**PÁGINA**
Sin ser una película estrictamente francesa, El último tango en París se convirtió en icono generacional de una liberación sexual que llegaba desde el Sena y nos alejaba de las convenciones. El protagonista era norteamericano, sí, y el director italiano, pero la postal era francesa. Y la penetración de María Schneider por Marlon Brando ejerció un magnetismo brutal hacia una sexualidad supuestamente abierta y deseable con la Torre Eiffel de fondo. Eran los años setenta y el Je t’aime de Jane Birkin llevaba ya varios años mostrando el camino hacia una Francia erótica que parecía iluminar el camino de la modernidad.

**REGISTROS PROPORCIONADOS**

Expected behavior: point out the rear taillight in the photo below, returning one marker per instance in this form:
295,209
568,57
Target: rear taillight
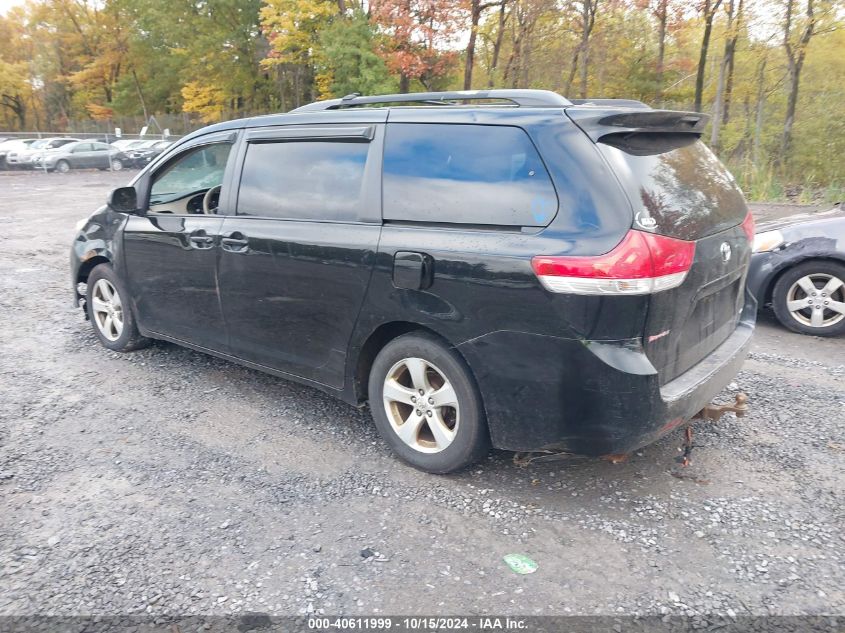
640,264
748,226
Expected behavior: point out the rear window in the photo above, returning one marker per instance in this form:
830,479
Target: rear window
677,189
465,174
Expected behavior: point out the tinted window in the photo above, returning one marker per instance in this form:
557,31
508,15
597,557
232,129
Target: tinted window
196,170
303,180
471,174
685,190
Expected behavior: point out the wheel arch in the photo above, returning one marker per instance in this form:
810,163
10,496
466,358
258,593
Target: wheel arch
775,277
88,265
376,341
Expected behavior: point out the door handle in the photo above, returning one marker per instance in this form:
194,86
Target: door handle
413,271
235,242
200,239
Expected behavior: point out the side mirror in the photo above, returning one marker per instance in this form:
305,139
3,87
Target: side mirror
123,200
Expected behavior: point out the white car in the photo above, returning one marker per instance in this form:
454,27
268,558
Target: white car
23,158
14,145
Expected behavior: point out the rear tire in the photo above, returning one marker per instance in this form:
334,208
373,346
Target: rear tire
426,405
108,306
799,309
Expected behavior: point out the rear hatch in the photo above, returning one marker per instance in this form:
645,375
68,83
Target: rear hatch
679,189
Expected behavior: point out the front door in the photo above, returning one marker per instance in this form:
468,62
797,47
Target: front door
171,251
295,260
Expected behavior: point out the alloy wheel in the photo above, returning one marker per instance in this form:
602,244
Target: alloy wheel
421,405
108,309
817,300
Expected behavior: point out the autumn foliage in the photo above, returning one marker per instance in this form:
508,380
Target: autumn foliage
769,72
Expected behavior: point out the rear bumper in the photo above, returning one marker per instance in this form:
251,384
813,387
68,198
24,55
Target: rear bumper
594,398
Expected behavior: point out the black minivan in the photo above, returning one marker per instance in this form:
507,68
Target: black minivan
505,268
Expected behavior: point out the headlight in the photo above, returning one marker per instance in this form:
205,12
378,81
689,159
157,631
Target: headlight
767,241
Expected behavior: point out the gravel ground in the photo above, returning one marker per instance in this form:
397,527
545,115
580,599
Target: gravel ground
169,482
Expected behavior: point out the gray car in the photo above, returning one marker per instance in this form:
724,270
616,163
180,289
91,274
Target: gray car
81,155
24,157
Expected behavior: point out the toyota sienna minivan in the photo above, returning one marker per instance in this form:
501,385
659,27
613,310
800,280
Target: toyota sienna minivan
504,268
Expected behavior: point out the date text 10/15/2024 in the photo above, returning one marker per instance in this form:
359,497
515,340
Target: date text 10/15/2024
417,623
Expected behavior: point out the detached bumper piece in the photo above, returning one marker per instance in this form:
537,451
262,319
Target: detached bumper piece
712,412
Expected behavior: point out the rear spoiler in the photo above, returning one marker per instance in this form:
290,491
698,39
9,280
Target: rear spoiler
598,122
619,103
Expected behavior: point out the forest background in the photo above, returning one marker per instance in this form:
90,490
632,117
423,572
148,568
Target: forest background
771,73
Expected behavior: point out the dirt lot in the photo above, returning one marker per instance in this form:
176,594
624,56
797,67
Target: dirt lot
166,481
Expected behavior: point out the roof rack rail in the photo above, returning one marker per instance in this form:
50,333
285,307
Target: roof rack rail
524,98
619,103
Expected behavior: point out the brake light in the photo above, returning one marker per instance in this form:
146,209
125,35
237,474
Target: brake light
748,226
640,264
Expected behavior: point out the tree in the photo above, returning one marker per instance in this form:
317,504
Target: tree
795,45
587,19
420,36
13,90
731,36
477,8
347,61
708,12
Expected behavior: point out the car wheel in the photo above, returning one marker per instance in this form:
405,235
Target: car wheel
107,303
810,298
426,405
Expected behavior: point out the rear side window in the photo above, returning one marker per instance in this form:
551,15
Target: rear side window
465,174
303,180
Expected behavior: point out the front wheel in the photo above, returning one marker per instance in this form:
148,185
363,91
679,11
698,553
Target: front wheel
426,405
810,298
107,303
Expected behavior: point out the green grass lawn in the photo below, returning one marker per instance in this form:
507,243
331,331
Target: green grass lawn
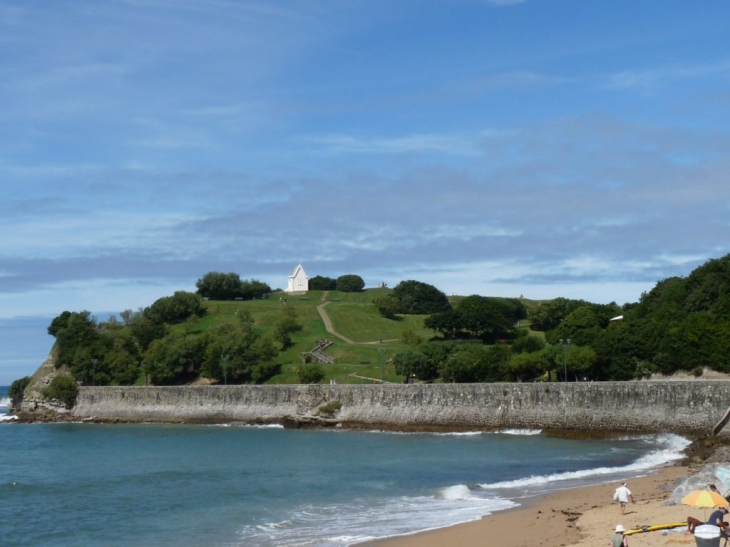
353,315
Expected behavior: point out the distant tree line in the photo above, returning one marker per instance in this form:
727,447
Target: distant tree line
682,324
344,283
166,344
230,286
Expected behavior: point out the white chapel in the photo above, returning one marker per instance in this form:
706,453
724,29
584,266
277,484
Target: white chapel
298,280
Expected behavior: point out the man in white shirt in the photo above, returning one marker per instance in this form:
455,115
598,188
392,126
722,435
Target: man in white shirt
622,495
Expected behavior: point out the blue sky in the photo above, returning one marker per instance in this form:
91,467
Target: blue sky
541,148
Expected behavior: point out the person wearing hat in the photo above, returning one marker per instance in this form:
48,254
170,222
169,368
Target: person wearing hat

**TAREAS**
[a] Responde, según el texto sobre El último tango en París:
(i) ¿De qué nacionalidad era el protagonista?
(ii) ¿Qué monumento figura de fondo?
(iii) ¿En qué década se sitúa la época descrita?
[b] Indica si cada afirmación concuerda con el texto sobre El último tango en París, con sí o no y las palabras del texto que lo deciden, citadas literalmente.
(i) La película se presenta como estrictamente francesa.
(ii) El director de la película era italiano.
(iii) El Je t'aime de Jane Birkin surgió después de la película.
[c] Prosigue el texto sobre El último tango en París a partir de su última oración.

**RESULTADOS**
[a]
(i) Norteamericano.
(ii) La Torre Eiffel.
(iii) Los años setenta.

[b]
(i) No: "Sin ser una película estrictamente francesa".
(ii) Sí: "el director italiano".
(iii) No: "llevaba ya varios años mostrando el camino".

[c]
Cuánta falacia. Tardamos en darnos cuenta de que María Schneider había sido violada ante los ojos del mundo en la famosa escena de la mantequilla por orden de Bertolucci. Y de que aquello malogró su vida y su carrera. Después descubrimos la existencia en Francia de una cultura de la permisividad hacia la pederastia, el incesto y los abusos que libros y testimonios han ido mostrándonos cuando sus víctimas se han hecho suficientemente mayores y valientes para contarlo.
Francia ha sido sinónimo de amor, de liberación, de un erotismo que parecía envidiable, pero —por el mismo camino— se coló la tolerancia hacia lo intolerable. Y el mismo atavismo de siempre. La sumisión y obediencia a los deseos del hombre que se ocultaba tras ello quedó al descubierto en el caso de Jean Genet, que abusó y destrozó a la hija de Monique Lange mientras esta lo celebraba; de Gabriel Matzneff, pederasta confeso y orgulloso de ello; y de tantos casos revelados por los libros de Vanessa Springora, Delphine de Vigan, Camille Kouchner o la película de Mona Achache.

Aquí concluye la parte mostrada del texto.